Consigne détaillée: Reproduisez sans rien changer tout ce qui va, dans le texte source sur la métaphore thérapeutique, de « La métaphore thérapeutique, éducative, philosophique » jusqu'à « à faire réfléchir. ».

Texte source:
■ ■ ■ ■ ■ ■ ■

La métaphore thérapeutique, éducative, philosophique est un support de langage qui, de tout temps, a servi à faire passer le message, à convaincre ou à faire réfléchir.
La plupart des thérapeutes usent de métaphores souvent de façon intentionnelle. Parfois la construction en est élaborée et demande une préparation. C’est la métaphore la plus classique, utilisée en hypnose thérapeutique, à l’aide de l’isomorphisme des histoires – celle du patient et celle contée par le thérapeute –, qui est censée permettre un transfert de message.

■ ■ ■ ■ ■ ■ ■

Liste des données:
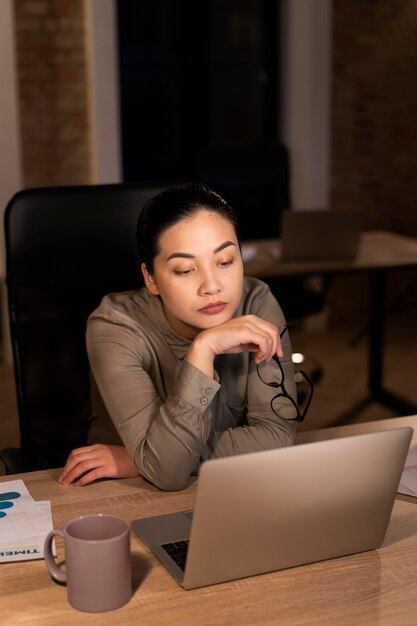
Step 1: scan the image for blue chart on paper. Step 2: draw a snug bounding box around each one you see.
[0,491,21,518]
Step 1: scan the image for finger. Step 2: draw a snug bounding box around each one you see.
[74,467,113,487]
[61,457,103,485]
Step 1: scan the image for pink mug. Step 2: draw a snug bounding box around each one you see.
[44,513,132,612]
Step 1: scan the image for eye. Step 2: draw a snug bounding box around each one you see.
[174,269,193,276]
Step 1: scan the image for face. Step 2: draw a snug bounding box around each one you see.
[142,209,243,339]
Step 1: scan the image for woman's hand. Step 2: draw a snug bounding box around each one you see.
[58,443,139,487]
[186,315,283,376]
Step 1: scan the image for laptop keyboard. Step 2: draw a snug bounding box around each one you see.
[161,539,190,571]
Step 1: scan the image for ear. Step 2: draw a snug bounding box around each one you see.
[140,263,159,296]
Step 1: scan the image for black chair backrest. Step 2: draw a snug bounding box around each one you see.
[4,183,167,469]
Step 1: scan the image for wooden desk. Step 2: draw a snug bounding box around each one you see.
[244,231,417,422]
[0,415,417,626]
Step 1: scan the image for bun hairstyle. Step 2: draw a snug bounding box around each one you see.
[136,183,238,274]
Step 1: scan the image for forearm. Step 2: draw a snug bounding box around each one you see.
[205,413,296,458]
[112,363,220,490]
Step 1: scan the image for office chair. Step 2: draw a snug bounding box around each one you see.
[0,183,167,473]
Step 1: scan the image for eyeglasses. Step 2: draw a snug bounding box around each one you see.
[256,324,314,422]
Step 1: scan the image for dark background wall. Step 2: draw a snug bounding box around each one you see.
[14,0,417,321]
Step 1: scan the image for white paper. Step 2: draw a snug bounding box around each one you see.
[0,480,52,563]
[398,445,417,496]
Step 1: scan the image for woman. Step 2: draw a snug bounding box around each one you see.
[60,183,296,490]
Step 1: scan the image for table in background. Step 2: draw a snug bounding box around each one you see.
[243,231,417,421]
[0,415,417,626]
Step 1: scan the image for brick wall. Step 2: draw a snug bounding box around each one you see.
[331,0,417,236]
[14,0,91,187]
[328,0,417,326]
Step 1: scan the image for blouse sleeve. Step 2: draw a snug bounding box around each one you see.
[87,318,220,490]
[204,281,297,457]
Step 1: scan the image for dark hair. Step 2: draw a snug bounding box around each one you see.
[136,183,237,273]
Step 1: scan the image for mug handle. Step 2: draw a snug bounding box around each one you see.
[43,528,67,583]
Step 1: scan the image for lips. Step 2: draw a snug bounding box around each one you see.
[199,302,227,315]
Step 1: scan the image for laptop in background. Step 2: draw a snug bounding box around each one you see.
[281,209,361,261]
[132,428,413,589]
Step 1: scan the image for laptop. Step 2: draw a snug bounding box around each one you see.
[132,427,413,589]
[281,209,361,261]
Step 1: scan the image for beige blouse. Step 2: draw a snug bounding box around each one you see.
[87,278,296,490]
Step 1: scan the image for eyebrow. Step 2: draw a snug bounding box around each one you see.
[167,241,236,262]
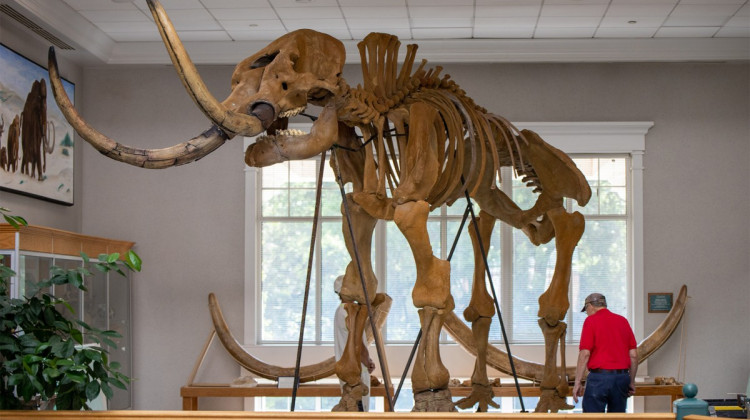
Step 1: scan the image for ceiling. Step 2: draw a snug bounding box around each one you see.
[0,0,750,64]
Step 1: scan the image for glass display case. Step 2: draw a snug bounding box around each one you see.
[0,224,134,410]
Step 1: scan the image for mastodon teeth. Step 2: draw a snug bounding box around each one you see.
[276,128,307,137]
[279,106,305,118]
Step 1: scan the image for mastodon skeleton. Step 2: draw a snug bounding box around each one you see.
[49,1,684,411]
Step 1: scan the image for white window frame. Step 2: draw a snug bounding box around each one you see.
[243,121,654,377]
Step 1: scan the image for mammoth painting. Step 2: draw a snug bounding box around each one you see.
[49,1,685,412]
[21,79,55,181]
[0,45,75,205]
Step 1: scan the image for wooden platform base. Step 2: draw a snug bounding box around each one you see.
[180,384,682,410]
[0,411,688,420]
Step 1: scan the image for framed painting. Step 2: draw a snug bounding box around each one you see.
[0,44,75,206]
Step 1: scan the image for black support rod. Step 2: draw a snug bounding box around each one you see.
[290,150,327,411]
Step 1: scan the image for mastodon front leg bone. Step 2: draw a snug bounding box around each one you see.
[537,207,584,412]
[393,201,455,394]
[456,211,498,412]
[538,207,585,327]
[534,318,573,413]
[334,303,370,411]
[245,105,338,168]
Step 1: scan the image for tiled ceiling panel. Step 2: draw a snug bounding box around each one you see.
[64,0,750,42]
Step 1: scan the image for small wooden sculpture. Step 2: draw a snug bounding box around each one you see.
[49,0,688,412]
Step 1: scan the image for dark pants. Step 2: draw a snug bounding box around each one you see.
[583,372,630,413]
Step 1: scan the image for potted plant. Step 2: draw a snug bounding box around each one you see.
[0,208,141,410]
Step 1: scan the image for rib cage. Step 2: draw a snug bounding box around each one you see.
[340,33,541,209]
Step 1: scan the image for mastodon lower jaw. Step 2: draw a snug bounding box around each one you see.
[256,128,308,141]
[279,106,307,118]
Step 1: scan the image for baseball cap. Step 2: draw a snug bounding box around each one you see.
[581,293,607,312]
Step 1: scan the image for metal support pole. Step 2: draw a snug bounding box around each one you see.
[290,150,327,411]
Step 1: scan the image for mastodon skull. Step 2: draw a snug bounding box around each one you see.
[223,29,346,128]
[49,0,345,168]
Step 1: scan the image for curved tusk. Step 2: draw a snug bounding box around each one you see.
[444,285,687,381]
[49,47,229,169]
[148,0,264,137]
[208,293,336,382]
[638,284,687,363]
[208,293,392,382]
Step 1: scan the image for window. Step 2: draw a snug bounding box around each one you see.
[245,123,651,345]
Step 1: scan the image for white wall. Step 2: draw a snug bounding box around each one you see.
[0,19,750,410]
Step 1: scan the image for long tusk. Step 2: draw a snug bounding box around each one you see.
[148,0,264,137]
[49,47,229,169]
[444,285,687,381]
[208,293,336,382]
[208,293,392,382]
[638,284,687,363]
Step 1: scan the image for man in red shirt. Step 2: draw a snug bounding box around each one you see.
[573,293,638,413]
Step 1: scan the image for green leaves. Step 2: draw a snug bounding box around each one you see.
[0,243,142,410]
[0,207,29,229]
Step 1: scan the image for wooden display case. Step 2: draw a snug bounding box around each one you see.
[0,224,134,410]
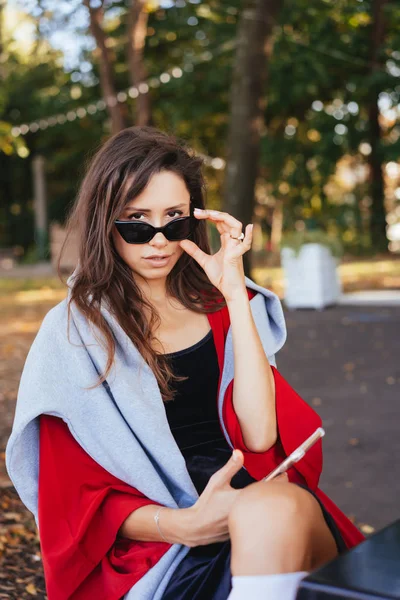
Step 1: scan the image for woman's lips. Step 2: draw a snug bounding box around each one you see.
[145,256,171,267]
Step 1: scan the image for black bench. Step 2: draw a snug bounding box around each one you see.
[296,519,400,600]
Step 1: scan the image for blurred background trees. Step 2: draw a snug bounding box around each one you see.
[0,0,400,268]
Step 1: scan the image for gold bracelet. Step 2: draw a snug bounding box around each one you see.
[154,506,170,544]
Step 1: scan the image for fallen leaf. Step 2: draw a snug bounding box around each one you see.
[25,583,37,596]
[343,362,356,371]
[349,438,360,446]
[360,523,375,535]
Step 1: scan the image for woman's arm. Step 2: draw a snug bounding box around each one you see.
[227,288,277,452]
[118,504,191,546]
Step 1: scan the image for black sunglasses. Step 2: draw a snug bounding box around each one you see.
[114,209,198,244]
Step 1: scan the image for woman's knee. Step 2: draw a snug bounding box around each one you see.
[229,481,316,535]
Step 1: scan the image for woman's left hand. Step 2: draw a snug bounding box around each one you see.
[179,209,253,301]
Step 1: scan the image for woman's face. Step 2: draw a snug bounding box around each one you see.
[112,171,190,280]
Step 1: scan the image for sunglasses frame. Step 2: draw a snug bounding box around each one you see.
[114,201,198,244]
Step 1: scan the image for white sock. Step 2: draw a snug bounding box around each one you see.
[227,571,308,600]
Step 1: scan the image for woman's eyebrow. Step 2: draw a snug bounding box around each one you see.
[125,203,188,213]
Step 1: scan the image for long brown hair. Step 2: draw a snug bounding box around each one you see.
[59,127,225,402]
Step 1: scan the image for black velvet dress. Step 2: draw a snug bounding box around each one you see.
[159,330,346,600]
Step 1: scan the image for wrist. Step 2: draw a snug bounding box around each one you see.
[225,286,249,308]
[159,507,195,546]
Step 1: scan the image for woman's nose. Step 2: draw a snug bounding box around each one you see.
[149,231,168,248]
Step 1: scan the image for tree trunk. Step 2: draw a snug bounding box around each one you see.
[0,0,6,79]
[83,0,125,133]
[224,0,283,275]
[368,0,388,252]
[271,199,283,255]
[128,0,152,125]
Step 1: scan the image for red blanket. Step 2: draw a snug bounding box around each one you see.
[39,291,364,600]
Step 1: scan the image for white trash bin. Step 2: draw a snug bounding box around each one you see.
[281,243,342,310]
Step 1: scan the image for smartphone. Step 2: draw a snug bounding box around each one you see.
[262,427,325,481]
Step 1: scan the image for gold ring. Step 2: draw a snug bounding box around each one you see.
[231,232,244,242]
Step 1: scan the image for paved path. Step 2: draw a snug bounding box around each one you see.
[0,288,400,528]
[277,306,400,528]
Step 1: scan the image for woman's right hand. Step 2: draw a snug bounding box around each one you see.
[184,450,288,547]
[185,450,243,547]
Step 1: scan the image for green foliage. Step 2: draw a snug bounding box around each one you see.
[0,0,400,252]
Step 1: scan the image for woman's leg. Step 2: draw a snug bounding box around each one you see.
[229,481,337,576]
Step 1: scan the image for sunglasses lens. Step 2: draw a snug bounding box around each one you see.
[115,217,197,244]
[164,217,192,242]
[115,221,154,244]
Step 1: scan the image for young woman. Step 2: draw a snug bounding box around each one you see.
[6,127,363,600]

■ ■ ■ ■ ■ ■ ■

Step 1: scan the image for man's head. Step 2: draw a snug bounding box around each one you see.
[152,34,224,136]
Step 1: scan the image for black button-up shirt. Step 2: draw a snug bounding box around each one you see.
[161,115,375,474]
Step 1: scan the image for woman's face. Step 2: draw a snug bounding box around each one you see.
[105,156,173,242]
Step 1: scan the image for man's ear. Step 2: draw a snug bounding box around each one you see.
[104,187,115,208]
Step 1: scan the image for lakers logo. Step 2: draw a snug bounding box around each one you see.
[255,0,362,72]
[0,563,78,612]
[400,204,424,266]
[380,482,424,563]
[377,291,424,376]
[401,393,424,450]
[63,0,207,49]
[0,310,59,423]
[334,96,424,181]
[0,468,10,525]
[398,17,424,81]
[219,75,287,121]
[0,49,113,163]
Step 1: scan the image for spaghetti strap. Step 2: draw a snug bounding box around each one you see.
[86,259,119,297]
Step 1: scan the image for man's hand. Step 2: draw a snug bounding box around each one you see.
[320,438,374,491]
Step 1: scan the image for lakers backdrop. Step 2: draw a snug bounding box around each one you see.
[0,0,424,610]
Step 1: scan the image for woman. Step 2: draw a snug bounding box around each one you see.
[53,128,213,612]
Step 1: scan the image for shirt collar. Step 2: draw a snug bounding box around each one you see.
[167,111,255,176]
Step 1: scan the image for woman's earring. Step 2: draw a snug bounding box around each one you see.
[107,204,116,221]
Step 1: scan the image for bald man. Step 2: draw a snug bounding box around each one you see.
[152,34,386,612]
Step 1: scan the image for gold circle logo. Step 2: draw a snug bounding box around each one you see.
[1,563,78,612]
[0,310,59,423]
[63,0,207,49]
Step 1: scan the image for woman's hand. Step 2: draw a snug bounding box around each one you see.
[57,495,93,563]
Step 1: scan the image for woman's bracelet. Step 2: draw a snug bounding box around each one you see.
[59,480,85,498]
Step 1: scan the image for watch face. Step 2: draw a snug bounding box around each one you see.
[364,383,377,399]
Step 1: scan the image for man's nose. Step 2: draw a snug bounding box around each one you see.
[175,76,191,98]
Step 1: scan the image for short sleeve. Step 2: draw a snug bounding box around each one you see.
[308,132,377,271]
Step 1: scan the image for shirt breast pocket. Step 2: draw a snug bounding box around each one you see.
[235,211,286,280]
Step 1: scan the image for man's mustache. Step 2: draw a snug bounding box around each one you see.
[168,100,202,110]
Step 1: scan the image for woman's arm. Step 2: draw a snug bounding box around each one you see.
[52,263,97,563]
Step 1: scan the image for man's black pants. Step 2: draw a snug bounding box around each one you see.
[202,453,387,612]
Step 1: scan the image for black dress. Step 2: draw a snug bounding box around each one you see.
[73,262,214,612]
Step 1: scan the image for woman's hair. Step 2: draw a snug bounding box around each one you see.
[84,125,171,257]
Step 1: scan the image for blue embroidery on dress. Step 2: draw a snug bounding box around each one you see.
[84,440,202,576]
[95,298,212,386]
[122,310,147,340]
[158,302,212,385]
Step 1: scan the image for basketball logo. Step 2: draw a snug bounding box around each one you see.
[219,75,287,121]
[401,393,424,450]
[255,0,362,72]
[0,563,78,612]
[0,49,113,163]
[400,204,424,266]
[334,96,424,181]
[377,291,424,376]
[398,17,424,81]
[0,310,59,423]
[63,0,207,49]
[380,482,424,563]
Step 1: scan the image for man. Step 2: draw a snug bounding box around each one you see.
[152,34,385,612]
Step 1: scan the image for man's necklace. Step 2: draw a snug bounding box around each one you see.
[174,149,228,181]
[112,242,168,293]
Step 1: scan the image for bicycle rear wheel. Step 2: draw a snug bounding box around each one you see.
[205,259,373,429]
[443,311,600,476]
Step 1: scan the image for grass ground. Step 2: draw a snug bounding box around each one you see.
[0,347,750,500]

■ ■ ■ ■ ■ ■ ■

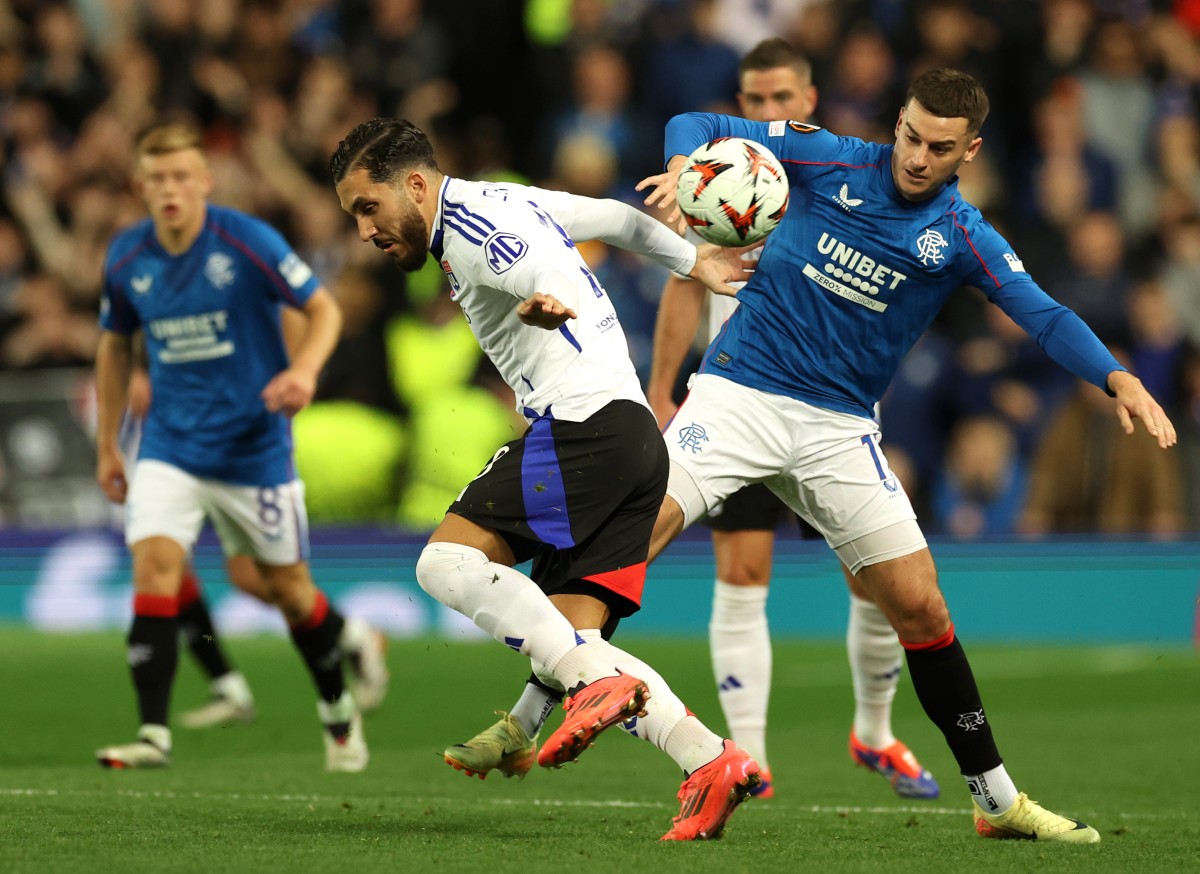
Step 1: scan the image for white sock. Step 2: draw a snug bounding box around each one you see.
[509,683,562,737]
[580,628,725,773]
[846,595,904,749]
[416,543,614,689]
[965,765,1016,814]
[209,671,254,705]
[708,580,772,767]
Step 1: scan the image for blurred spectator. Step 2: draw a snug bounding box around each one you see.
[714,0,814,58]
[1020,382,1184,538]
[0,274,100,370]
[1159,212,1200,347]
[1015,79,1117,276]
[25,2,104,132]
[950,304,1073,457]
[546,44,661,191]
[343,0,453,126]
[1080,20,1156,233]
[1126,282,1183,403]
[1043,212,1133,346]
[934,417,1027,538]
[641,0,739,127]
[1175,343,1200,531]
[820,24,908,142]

■ ■ ■ ■ ■ ■ ■

Résultat attendu:
La métaphore thérapeutique, éducative, philosophique est un support de langage qui, de tout temps, a servi à faire passer le message, à convaincre ou à faire réfléchir.